◆ **Task**
Every line containing the word "gray" must be pulled from the records.

◆ **Exercise material**
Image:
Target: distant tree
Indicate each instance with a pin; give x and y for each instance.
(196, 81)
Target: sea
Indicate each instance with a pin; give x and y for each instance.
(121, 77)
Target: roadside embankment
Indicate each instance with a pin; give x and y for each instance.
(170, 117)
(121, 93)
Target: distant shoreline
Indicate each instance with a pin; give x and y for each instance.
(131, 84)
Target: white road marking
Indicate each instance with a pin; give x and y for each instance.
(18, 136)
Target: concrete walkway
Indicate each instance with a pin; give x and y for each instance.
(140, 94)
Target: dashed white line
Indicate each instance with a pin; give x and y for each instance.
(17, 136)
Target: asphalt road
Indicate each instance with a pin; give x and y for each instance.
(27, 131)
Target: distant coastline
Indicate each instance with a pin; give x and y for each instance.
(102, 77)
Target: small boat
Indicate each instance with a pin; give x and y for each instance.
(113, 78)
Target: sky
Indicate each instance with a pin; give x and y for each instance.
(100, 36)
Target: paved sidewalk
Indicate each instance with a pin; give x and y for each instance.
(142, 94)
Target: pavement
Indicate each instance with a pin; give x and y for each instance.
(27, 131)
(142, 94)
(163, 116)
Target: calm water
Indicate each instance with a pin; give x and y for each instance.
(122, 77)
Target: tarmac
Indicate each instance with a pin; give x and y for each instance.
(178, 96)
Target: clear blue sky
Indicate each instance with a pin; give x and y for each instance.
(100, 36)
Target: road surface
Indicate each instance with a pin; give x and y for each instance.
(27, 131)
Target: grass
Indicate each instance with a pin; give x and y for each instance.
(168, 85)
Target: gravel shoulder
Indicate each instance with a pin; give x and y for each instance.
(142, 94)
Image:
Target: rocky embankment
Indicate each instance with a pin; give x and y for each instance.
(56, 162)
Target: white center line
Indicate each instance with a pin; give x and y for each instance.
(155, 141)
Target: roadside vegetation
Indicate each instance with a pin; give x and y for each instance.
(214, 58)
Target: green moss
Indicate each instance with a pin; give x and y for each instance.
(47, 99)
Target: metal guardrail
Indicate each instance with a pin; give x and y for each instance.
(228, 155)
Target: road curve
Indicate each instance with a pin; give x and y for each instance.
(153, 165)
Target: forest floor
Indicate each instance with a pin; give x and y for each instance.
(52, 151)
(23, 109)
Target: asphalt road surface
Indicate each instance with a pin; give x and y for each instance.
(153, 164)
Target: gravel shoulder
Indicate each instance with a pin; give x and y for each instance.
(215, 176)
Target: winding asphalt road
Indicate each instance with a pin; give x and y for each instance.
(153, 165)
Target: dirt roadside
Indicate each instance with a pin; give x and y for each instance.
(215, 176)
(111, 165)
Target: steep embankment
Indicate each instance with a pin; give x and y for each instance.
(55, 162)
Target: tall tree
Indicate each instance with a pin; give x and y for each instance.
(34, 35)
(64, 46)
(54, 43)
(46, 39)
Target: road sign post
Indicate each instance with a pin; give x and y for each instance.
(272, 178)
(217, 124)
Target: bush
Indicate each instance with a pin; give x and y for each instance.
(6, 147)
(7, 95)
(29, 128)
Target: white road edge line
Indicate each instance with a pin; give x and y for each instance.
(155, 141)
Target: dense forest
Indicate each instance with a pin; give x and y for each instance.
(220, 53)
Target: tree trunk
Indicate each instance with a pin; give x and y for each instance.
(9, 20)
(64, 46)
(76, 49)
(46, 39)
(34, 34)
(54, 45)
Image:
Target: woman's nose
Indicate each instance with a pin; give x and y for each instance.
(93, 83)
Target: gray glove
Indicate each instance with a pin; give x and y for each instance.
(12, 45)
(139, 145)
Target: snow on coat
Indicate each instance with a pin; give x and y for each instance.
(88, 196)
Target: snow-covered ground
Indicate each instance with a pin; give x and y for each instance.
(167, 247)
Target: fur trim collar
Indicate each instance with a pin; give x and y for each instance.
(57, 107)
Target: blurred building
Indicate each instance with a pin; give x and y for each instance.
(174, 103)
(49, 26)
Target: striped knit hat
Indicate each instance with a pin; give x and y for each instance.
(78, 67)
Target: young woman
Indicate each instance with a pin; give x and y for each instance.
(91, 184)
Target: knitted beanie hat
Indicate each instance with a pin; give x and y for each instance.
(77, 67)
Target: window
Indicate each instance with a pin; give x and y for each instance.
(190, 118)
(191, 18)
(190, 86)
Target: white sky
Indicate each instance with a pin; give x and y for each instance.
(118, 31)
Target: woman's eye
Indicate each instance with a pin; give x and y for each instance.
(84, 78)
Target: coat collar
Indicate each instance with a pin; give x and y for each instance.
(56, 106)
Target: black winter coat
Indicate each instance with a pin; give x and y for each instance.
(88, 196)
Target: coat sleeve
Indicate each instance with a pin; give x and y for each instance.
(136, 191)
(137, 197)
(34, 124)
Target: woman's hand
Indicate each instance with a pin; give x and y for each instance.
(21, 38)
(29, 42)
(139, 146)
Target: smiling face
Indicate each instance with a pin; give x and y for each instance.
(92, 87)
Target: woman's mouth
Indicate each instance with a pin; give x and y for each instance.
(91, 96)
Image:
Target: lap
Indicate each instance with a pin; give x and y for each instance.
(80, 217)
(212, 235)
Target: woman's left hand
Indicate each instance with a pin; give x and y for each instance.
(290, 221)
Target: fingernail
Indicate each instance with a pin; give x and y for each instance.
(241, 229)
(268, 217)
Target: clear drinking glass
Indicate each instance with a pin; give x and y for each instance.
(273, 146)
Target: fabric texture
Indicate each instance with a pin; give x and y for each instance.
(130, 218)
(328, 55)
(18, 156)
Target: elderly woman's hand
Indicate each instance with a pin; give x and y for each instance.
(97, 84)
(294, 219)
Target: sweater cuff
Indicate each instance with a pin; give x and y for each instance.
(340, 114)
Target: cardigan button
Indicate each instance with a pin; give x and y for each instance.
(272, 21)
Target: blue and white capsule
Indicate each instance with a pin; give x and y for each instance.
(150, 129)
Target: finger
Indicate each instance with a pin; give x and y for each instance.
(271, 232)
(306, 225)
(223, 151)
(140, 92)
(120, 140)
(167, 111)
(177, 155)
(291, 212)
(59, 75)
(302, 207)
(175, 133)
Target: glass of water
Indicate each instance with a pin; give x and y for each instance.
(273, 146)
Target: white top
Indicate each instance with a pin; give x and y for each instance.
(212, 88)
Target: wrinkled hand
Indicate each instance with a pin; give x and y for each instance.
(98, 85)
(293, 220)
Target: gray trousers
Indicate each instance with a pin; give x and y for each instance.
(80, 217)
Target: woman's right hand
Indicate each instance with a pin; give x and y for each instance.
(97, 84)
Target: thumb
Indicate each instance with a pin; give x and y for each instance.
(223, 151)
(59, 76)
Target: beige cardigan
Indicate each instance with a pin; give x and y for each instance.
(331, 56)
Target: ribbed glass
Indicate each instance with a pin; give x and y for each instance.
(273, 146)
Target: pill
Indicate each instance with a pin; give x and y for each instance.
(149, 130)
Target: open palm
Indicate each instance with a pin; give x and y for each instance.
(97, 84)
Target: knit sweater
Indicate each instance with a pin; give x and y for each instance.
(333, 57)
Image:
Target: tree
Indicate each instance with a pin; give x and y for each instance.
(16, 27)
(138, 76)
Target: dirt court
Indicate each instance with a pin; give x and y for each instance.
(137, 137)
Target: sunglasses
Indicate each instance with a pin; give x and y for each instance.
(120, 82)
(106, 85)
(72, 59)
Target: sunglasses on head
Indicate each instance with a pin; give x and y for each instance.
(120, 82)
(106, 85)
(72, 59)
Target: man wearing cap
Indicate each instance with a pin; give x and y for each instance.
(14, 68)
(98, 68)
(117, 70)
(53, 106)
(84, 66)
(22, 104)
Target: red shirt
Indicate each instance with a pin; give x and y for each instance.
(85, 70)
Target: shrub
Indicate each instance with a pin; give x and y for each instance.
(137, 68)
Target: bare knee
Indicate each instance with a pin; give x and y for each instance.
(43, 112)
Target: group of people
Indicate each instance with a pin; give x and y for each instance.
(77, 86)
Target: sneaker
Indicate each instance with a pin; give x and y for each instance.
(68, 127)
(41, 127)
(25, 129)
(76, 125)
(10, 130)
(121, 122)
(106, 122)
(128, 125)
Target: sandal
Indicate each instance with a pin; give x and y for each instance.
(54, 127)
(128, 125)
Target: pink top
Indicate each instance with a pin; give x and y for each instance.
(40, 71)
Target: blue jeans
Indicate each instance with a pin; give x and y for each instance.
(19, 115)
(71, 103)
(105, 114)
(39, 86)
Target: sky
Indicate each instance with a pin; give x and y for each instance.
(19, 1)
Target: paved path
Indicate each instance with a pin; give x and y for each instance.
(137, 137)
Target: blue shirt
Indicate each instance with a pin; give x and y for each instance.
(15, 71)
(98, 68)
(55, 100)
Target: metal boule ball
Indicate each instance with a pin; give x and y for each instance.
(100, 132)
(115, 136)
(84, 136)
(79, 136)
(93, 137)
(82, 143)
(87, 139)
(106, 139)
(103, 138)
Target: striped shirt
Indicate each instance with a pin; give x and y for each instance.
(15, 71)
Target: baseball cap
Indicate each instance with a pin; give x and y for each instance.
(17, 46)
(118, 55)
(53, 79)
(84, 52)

◆ **Your solution**
Target: gray glove
Target: gray trousers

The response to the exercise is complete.